◆ Recorded data:
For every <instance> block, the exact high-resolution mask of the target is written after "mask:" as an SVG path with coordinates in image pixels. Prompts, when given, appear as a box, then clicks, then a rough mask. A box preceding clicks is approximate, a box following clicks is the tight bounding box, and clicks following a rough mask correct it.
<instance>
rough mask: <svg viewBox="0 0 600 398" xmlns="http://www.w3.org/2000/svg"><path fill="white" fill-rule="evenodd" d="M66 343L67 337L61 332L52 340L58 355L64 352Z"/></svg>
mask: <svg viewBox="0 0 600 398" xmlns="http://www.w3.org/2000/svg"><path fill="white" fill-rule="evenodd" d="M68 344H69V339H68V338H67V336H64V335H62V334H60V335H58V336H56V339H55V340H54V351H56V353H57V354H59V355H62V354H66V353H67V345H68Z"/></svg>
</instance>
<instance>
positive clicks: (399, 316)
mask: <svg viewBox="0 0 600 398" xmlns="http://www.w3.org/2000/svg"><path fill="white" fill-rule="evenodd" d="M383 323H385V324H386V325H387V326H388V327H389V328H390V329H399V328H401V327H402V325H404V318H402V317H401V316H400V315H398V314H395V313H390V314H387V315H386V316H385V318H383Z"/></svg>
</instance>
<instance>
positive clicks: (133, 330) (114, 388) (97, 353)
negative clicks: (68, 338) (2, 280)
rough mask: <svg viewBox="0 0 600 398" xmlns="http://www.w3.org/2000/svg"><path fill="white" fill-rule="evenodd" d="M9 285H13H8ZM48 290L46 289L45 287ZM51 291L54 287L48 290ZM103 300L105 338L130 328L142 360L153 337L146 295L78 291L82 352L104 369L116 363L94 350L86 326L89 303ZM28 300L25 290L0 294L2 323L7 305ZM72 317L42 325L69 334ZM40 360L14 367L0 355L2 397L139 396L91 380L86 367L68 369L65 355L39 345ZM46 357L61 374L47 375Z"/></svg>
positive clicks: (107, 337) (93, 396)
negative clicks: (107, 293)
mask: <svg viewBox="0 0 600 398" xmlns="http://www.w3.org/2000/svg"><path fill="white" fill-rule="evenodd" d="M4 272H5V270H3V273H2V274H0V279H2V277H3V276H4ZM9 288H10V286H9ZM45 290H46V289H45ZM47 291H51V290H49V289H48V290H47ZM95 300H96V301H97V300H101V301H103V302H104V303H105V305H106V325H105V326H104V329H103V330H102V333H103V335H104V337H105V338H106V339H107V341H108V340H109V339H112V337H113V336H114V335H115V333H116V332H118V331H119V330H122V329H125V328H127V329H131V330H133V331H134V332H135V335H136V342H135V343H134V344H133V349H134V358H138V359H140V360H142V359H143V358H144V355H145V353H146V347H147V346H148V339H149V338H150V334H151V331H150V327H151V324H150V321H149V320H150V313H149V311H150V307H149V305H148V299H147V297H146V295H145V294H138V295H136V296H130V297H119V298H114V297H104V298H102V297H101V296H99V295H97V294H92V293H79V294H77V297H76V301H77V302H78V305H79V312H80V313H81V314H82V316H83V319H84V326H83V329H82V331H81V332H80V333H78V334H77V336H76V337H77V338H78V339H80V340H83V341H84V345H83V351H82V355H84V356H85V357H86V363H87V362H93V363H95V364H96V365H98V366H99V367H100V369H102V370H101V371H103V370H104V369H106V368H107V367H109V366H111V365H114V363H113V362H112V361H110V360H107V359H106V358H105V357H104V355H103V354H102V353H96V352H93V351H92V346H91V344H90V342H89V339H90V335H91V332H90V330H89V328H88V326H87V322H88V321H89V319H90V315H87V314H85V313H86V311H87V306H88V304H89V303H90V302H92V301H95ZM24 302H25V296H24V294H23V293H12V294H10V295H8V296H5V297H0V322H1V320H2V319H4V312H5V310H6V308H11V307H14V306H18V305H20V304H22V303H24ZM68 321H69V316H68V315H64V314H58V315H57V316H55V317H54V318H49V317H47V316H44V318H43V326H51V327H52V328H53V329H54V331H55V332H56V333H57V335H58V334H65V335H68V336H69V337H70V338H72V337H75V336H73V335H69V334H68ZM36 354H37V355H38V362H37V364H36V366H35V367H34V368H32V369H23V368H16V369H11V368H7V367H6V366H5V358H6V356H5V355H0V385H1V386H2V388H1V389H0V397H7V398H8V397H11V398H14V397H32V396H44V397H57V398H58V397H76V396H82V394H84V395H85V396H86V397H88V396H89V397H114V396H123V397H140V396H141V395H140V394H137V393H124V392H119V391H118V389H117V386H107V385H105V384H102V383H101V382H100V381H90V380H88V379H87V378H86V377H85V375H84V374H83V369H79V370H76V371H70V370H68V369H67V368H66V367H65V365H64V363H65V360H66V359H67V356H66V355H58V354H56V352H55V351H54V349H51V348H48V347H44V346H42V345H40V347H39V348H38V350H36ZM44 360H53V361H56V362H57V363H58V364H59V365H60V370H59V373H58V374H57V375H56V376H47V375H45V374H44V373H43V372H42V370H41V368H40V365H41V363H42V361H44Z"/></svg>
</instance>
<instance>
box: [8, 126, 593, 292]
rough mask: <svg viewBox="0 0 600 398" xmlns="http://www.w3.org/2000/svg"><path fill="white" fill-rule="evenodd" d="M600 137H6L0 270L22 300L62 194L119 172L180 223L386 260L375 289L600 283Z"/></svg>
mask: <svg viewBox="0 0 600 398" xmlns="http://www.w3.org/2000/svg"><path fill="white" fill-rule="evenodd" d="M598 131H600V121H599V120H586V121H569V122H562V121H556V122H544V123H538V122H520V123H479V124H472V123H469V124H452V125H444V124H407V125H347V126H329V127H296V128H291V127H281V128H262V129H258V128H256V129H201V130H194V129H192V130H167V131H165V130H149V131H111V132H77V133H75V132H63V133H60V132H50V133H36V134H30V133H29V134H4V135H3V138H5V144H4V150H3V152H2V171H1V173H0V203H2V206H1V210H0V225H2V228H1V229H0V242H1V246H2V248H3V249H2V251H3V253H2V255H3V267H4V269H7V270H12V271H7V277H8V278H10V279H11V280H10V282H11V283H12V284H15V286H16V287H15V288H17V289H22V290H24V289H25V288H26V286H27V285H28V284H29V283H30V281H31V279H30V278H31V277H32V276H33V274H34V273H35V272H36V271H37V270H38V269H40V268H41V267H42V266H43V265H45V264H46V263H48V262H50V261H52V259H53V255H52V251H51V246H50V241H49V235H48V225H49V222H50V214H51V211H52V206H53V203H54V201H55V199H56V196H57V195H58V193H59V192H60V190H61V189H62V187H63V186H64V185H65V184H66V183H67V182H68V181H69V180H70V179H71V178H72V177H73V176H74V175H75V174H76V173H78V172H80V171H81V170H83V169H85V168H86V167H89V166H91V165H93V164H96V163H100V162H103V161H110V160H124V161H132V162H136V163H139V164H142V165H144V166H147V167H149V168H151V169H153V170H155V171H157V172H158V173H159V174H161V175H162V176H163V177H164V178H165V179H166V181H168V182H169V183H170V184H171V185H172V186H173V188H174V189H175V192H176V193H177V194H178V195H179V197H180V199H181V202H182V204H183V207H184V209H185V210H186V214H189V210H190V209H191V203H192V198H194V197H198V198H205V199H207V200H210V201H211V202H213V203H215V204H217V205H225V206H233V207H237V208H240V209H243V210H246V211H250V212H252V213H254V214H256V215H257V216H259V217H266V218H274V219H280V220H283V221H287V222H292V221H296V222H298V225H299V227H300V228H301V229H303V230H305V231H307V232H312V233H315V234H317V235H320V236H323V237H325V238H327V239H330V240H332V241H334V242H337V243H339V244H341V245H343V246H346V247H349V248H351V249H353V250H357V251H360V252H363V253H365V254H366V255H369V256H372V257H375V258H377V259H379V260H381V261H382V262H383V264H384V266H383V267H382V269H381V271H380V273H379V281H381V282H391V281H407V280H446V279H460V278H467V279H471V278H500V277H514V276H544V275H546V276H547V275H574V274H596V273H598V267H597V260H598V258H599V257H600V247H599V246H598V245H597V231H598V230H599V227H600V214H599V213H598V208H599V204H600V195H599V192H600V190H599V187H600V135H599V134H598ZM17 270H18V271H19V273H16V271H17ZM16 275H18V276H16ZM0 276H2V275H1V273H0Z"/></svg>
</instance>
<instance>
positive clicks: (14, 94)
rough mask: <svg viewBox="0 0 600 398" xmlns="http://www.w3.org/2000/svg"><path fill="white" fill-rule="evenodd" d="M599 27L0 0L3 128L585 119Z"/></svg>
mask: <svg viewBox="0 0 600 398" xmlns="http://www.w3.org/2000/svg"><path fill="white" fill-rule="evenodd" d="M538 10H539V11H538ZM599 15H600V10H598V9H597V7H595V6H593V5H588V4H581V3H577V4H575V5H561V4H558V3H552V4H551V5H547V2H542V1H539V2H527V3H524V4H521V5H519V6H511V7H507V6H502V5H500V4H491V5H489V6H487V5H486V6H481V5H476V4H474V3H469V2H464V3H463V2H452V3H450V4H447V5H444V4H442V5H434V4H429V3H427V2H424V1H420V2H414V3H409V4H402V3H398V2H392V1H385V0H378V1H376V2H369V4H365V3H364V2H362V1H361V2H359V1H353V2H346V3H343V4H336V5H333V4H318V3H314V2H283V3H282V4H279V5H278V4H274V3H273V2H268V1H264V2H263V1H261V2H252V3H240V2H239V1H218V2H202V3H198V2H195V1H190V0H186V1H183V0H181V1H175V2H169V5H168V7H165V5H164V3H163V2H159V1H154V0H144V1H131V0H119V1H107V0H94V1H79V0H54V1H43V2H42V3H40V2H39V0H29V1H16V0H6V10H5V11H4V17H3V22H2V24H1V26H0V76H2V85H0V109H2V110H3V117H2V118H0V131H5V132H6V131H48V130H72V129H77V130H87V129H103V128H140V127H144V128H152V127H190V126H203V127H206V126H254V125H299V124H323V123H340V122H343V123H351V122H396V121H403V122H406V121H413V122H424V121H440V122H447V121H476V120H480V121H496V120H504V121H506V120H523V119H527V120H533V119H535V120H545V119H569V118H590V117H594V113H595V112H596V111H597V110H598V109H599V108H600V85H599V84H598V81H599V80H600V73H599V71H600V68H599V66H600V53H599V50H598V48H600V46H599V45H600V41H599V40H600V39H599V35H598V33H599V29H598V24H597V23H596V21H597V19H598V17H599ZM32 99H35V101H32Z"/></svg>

◆ Problem statement:
Reproduce the listing above exactly, but only from its first line through the line holding "positive clicks: (107, 337) (93, 396)"; both of those lines are included.

◆ Result of this exercise:
For every <instance> block, the exact high-resolution mask of the target is written after "mask:" as an SVG path with coordinates in image pixels. Prompts, when given, appear as a box, then clicks, then a rough mask. A box preceding clicks is approximate, a box following clicks is the tight bounding box, and clicks following a rough mask correct it.
<instance>
rough mask: <svg viewBox="0 0 600 398" xmlns="http://www.w3.org/2000/svg"><path fill="white" fill-rule="evenodd" d="M66 343L67 337L61 332L52 340L58 355L64 352Z"/></svg>
mask: <svg viewBox="0 0 600 398" xmlns="http://www.w3.org/2000/svg"><path fill="white" fill-rule="evenodd" d="M68 344H69V339H68V338H67V336H64V335H62V334H60V335H58V336H56V339H55V340H54V351H56V353H57V354H59V355H62V354H66V353H67V345H68Z"/></svg>
</instance>
<instance>
positive clicks: (399, 316)
mask: <svg viewBox="0 0 600 398" xmlns="http://www.w3.org/2000/svg"><path fill="white" fill-rule="evenodd" d="M383 323H385V324H386V325H387V326H388V327H389V328H390V329H399V328H401V327H402V325H404V318H402V317H401V316H400V315H398V314H395V313H390V314H387V315H386V316H385V318H383Z"/></svg>
</instance>
<instance>
positive clicks: (133, 330) (114, 388) (97, 353)
negative clicks: (68, 338) (2, 280)
rough mask: <svg viewBox="0 0 600 398" xmlns="http://www.w3.org/2000/svg"><path fill="white" fill-rule="evenodd" d="M9 285H13H8ZM48 290L46 289L45 287ZM51 291L54 287L48 290ZM103 300L105 338L130 328L142 360L153 337L146 295L78 291L82 352L104 369L116 363L94 350L86 326L89 303ZM28 300L25 290L0 294L2 323L7 305ZM72 317L42 325L69 334ZM40 360L14 367L0 355L2 397L139 396L91 380L86 367L68 369L65 355L39 345ZM46 357L61 374L47 375Z"/></svg>
positive clicks: (107, 337) (93, 396)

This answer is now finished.